# [Directions]
Once the line containing "Target: red tile roof" is found in the entries below, reproduce it and every line after it, stopping at and including the line containing "Target: white road marking"; reproduce nothing else, and keep each line exact.

Dataset entries:
# # #

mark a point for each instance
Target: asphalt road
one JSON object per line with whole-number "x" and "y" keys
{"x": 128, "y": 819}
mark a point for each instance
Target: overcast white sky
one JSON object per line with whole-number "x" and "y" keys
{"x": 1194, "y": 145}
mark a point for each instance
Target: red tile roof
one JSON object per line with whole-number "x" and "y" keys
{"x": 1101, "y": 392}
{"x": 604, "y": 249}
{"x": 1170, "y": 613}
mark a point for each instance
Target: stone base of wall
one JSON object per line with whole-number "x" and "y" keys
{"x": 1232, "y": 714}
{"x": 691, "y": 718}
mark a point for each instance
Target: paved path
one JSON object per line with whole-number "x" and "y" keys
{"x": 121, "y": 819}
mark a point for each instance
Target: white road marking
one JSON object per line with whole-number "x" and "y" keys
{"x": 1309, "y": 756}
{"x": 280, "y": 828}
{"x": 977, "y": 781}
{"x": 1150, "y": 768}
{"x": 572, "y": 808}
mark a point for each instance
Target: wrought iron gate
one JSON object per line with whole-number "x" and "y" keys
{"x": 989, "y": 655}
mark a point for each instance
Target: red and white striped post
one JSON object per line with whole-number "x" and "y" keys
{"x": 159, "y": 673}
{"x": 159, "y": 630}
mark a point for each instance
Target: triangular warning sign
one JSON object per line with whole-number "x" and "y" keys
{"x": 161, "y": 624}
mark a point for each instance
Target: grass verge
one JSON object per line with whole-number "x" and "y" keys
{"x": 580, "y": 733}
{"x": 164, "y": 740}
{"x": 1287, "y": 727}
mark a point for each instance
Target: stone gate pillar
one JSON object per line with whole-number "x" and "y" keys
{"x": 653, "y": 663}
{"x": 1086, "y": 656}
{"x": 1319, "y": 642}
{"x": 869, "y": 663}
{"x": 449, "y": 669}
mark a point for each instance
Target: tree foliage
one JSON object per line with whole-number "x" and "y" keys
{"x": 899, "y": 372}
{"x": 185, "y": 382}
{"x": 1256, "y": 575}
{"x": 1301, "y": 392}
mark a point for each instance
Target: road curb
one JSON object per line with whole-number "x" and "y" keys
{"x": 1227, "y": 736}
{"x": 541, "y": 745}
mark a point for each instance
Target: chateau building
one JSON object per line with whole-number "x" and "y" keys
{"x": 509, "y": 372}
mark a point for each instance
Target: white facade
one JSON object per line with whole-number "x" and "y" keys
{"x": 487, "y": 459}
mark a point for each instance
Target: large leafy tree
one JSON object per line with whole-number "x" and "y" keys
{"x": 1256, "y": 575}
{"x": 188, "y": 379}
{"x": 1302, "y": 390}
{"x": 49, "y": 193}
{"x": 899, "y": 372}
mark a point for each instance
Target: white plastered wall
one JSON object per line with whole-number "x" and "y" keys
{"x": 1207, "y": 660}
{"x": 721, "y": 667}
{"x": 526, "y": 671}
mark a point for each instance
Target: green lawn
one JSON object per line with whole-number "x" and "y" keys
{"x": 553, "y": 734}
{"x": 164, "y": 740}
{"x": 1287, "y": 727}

# # #

# [Solution to the exercise]
Target: red tile roof
one JSON object per line with whole-number "x" and "y" keys
{"x": 1101, "y": 392}
{"x": 604, "y": 249}
{"x": 1170, "y": 613}
mark a point for each instance
Target: stone base of wall
one JSON object per line with whole-number "x" and "y" keys
{"x": 1232, "y": 714}
{"x": 691, "y": 718}
mark a point for each instance
Target: paved path
one JSON object per line with whole-number "x" and "y" keys
{"x": 121, "y": 819}
mark a point for each instance
Target: white road marking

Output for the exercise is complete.